• [WHAT YOU NEED TO DO]
Transcribe, with complete accuracy, all of the entries below except for the pictures.

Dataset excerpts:
╔══

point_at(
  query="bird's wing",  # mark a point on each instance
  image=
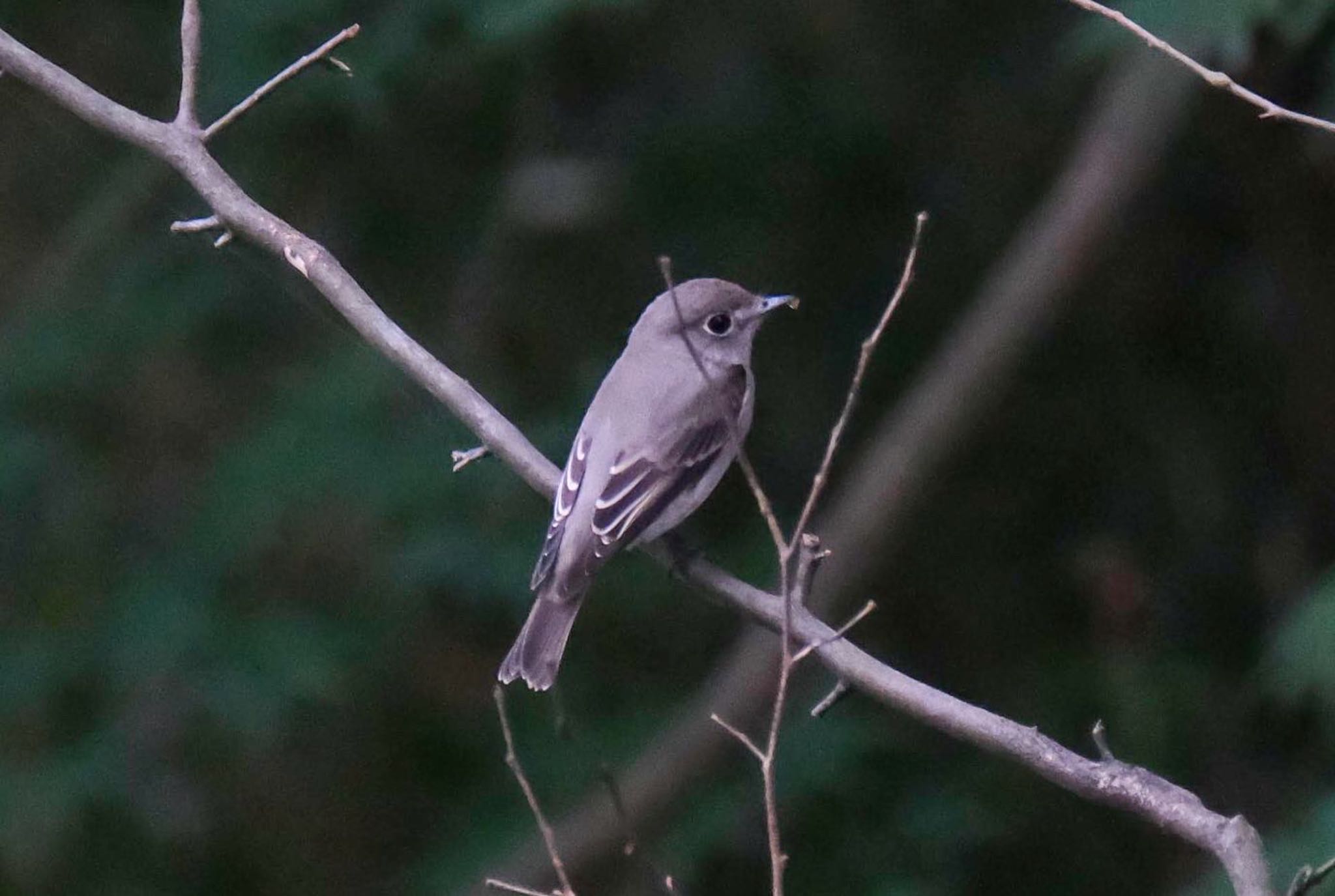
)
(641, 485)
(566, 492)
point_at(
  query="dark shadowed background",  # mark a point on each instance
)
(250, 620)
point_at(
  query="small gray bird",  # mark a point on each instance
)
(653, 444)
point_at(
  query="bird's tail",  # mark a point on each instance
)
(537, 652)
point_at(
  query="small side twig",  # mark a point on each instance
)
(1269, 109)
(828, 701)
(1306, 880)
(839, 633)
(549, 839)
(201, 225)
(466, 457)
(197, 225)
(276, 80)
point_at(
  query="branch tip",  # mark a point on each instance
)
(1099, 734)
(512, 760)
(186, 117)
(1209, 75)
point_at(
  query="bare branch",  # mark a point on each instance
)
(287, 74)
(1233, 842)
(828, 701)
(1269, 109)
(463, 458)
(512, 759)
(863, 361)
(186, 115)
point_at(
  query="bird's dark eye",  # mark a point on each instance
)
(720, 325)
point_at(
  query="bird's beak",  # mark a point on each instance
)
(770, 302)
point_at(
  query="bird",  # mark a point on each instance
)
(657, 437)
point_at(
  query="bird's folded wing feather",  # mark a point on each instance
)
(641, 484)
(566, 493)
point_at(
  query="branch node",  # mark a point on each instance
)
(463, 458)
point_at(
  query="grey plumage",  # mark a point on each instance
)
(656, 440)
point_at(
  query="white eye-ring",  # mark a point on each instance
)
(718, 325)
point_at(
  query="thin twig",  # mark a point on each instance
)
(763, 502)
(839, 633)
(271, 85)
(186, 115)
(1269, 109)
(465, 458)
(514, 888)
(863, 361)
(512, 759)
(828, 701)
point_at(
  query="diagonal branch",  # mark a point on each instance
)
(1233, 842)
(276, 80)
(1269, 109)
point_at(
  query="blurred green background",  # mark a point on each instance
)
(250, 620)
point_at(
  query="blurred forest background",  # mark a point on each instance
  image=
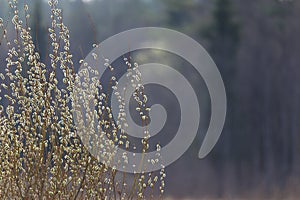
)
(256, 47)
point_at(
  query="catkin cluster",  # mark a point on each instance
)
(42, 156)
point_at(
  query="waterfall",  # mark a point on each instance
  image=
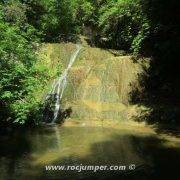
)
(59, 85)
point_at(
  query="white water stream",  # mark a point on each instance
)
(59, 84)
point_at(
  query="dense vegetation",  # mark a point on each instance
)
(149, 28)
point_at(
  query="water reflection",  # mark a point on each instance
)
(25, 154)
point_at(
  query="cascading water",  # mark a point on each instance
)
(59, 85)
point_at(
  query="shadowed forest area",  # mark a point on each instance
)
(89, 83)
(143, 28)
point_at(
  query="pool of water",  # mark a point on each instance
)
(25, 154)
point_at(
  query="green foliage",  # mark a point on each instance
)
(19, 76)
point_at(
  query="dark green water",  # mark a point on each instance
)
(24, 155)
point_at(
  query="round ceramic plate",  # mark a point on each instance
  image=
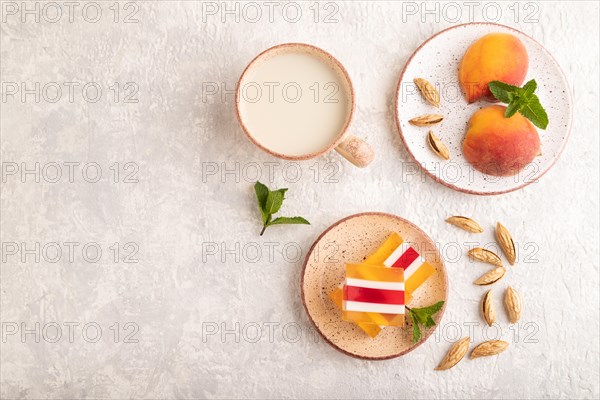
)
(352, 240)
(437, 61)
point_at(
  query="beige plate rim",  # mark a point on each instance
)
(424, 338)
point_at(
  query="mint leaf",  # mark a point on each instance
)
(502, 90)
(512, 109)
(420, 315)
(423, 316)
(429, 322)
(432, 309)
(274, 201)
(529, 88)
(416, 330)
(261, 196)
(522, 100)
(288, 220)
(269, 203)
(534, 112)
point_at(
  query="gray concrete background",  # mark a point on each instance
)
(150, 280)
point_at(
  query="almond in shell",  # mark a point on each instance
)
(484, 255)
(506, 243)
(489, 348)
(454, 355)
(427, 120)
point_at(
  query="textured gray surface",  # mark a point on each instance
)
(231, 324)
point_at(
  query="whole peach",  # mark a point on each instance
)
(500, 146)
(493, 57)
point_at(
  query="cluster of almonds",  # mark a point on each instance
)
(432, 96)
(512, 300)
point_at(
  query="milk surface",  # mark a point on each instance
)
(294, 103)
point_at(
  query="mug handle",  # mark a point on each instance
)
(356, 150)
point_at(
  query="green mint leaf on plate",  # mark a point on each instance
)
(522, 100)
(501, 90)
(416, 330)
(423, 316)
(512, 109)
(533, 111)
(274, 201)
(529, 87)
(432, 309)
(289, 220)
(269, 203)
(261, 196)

╚══

• [RESULT BELOW]
point_at(
  query="bird's wing",  # mark a point on each instance
  image=
)
(641, 485)
(566, 492)
point_at(
  query="dark shadowed background",  # mark a point on each instance
)
(250, 620)
point_at(
  query="small gray bird",  # mark a point on each instance
)
(653, 444)
point_at(
  query="bird's tail",  # mark a point on each instance
)
(537, 652)
point_at(
  query="small side twig",  # mark a point on each instance
)
(1269, 109)
(828, 701)
(1306, 880)
(839, 633)
(549, 839)
(201, 225)
(466, 457)
(197, 225)
(276, 80)
point_at(
  query="branch tip",  # mark a point on each instance
)
(1099, 734)
(512, 760)
(186, 117)
(1209, 75)
point_at(
  query="bare branch",  # mark a point on each instance
)
(287, 74)
(1233, 842)
(828, 701)
(1269, 109)
(463, 458)
(512, 759)
(863, 361)
(186, 115)
point_at(
  query="bird's dark eye",  # mark a point on each instance
)
(720, 325)
point_at(
  query="bird's beak",  # mark a point on each instance
)
(770, 302)
point_at(
  query="bird",  # mark a point on each instance
)
(657, 437)
point_at(
  query="bird's folded wing feather",  # mark a point on each instance
)
(641, 484)
(566, 493)
point_at(
  query="branch node",  # mark a point on each instance
)
(463, 458)
point_at(
  query="grey plumage",  # mark a point on each instance
)
(656, 440)
point_at(
  query="white eye-ring",  # mark a point on each instance
)
(718, 325)
point_at(
  query="thin twig",  # mark a point on each instance
)
(763, 502)
(839, 633)
(271, 85)
(186, 115)
(1269, 109)
(465, 458)
(514, 888)
(863, 361)
(512, 759)
(828, 701)
point_at(
  query="diagonal branch",  # mark a point on each instance
)
(1233, 842)
(276, 80)
(1269, 109)
point_at(
  query="blurred green background",  # mark a point on each instance
)
(250, 620)
point_at(
  query="blurred forest background",  # mark a point on each instance
  image=
)
(256, 47)
point_at(
  query="catkin cluster",  # mark a point on each instance
)
(42, 156)
point_at(
  query="waterfall",  # mark a point on each instance
  image=
)
(59, 85)
point_at(
  query="white water stream",  # mark a point on each instance
)
(59, 84)
point_at(
  query="dense vegetation",  # mark a point on each instance
)
(149, 28)
point_at(
  query="water reflection",  # mark a point on each instance
)
(25, 154)
point_at(
  query="cascading water",  # mark a point on each instance
)
(59, 85)
point_at(
  query="shadowed forest area",  # mark a point on each instance
)
(89, 83)
(143, 28)
point_at(
  query="pool of water",  # mark a point on each instance
)
(25, 154)
point_at(
  query="green foliage",  # mark a point on each instance
)
(19, 76)
point_at(
  query="dark green water",  # mark a point on each instance
)
(24, 155)
point_at(
  query="round ceramic plate",  # mark a point on each instance
  image=
)
(352, 240)
(437, 61)
point_at(
  query="beige plate rim",  # mark a point on each instance
)
(424, 338)
point_at(
  query="mint leaf",  # mark a point on each instance
)
(502, 90)
(512, 109)
(420, 315)
(423, 316)
(429, 322)
(432, 309)
(274, 201)
(529, 88)
(416, 330)
(261, 196)
(522, 100)
(288, 220)
(269, 203)
(534, 112)
point_at(
  query="gray concrete background",  # mark a point on each instance
)
(150, 280)
point_at(
  query="almond in shell",  # mark a point on each instance
)
(484, 255)
(506, 243)
(489, 348)
(454, 355)
(427, 120)
point_at(
  query="textured gray surface",  # mark a point on each instance
)
(231, 324)
point_at(
  query="whole peach",  # mark a point on each instance
)
(500, 146)
(493, 57)
point_at(
  query="cluster of almonds",  # mark a point on each instance
)
(432, 96)
(512, 300)
point_at(
  query="milk surface",  # mark a point on each instance
)
(294, 103)
point_at(
  query="mug handle",  # mark a point on each instance
)
(356, 150)
point_at(
  query="green mint leaf on plate",  # mark a point on each instance
)
(522, 100)
(501, 90)
(416, 330)
(423, 316)
(512, 109)
(533, 111)
(274, 201)
(529, 87)
(432, 309)
(289, 220)
(269, 203)
(261, 196)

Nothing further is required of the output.